= EXERCISE AIM =
Duplicate every line of the listing below with no changes.

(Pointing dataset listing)
·····
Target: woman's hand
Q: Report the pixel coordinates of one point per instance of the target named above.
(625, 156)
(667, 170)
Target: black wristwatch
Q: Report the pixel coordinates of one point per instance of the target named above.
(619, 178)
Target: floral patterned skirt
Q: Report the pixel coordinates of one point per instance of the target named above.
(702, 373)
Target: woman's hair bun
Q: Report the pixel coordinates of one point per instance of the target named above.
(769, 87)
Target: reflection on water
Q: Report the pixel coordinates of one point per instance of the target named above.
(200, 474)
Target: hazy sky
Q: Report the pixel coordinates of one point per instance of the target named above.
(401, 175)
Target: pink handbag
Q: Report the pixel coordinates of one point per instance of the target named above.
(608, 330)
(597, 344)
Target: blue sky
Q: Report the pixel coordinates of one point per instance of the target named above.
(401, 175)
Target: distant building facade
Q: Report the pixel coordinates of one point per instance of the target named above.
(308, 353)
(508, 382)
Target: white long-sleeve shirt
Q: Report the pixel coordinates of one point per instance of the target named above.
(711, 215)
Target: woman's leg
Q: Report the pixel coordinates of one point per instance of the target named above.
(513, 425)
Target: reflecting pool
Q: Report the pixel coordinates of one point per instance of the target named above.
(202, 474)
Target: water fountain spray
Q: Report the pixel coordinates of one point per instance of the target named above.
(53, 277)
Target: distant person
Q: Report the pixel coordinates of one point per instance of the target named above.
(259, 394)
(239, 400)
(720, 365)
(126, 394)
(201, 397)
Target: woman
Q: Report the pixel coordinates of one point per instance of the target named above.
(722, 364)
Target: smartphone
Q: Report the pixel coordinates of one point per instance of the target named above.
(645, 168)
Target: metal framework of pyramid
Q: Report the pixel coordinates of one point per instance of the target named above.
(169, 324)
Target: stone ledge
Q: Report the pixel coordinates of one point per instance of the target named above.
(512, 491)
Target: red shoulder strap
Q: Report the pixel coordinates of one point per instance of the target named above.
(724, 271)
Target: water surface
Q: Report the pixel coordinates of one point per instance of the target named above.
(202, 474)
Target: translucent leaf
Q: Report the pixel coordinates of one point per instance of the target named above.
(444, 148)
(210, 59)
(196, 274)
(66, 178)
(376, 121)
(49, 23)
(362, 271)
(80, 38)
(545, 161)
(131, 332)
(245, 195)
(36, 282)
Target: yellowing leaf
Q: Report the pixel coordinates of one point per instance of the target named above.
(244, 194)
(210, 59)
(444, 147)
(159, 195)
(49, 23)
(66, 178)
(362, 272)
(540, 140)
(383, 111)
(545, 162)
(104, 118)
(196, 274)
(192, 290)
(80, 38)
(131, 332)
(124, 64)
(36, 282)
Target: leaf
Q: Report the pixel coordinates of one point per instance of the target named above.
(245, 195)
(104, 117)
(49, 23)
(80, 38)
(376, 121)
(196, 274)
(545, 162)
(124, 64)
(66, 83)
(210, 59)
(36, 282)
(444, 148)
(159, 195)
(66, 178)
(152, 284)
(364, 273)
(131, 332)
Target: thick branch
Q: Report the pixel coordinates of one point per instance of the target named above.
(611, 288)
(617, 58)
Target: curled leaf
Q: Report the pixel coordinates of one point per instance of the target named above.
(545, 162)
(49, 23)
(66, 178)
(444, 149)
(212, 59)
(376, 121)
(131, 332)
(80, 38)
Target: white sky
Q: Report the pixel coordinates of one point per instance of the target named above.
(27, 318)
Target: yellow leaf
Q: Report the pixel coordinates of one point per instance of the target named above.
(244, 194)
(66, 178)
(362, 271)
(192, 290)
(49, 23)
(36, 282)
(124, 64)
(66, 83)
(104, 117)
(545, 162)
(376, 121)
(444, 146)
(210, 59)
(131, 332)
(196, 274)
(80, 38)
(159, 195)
·····
= EXERCISE RESULT =
Target: woman's hand
Q: Report the pixel coordinates of one point per instance of the target named above.
(625, 156)
(667, 170)
Target: black wristwatch
Q: Report the pixel coordinates of one point per instance of the target named above.
(619, 178)
Target: floral patterned skirt
Q: Report the pixel coordinates of one point per instance of the target named above.
(702, 373)
Target: woman's hair bun
Q: Report the pixel coordinates of one point per instance of the target named above.
(769, 87)
Target: reflection on water
Q: Report the pixel coordinates of one point per instance of the target named above.
(200, 474)
Target: hazy sky
Q: Report the pixel coordinates of one point per instance of the target named above.
(401, 175)
Target: pink handbag
Q: Report the pixel coordinates of one point per instance of the target named above.
(608, 330)
(597, 344)
Target: blue sky
Q: Report the pixel coordinates of one point per instance of the target named above.
(401, 175)
Target: distant building facade
Q: Report the pixel coordinates of one point per instance of the target named above.
(308, 353)
(508, 382)
Target: white long-sleeve shirt
Q: Report the pixel coordinates of one point per instance of the target named above.
(711, 215)
Target: woman's leg
Q: Report the pixel coordinates of one point per instance of the target named above.
(513, 425)
Target: reflecting pool
Q: Report the pixel coordinates of one point per instance of the target named above.
(202, 474)
Target: water fountain spray
Q: Report the pixel coordinates of one point per instance of the target named above.
(53, 277)
Target: distant person
Q: Report the pixel coordinates of one point per instance of the target named above.
(259, 394)
(239, 400)
(720, 365)
(126, 394)
(201, 397)
Target: woman
Q: Report the pixel coordinates of one point per instance of the target named above.
(722, 364)
Target: smartphone
Q: Report the pixel coordinates of one point per instance of the target named above.
(645, 168)
Target: metal framework of pyramid
Q: Report the pixel coordinates of one point per instance of the target named above.
(169, 324)
Target: stone ledge
Q: Report the pixel coordinates of one point per instance of the target named above.
(512, 491)
Target: red shoulder strap
Q: Report the pixel coordinates of one point per instance of the target named above.
(724, 271)
Target: water surface
Q: Report the pixel coordinates of one point per instance of the target named above.
(202, 474)
Target: translucent leaf
Q: Report the pixel coordinates of one point per instance of the target named above.
(444, 148)
(210, 59)
(196, 274)
(66, 178)
(376, 121)
(49, 23)
(362, 271)
(80, 38)
(545, 161)
(131, 332)
(245, 195)
(36, 282)
Target: yellowing leaf
Q: Report the pixel coordinates of one point per instance of the target named above.
(244, 194)
(210, 59)
(444, 147)
(159, 195)
(49, 23)
(66, 178)
(362, 272)
(540, 140)
(383, 111)
(545, 162)
(104, 118)
(196, 274)
(192, 290)
(80, 38)
(131, 332)
(124, 64)
(36, 282)
Target: leaf
Q: Report the pixel coordinates of one point per instance of the target named above.
(245, 195)
(104, 117)
(49, 23)
(80, 38)
(376, 121)
(196, 274)
(545, 162)
(124, 64)
(66, 83)
(210, 59)
(36, 282)
(444, 148)
(159, 195)
(66, 178)
(152, 284)
(364, 273)
(131, 332)
Target: thick branch
Q: Report the pixel coordinates of one point per instance of the target named above.
(611, 288)
(617, 58)
Target: curled leaf
Q: Report the pixel coordinates of one point per instance of the target named above.
(545, 162)
(49, 23)
(66, 178)
(444, 149)
(212, 59)
(376, 121)
(131, 332)
(80, 38)
Target: white sky
Q: Report the pixel coordinates of one point per instance of the target named above.
(27, 318)
Target: yellow leaf
Q: Report the pixel coordinates of one point per instance of the target named above.
(244, 194)
(66, 178)
(362, 271)
(192, 290)
(49, 23)
(36, 282)
(124, 64)
(66, 83)
(104, 117)
(545, 162)
(376, 121)
(444, 146)
(210, 59)
(131, 332)
(196, 274)
(80, 38)
(159, 195)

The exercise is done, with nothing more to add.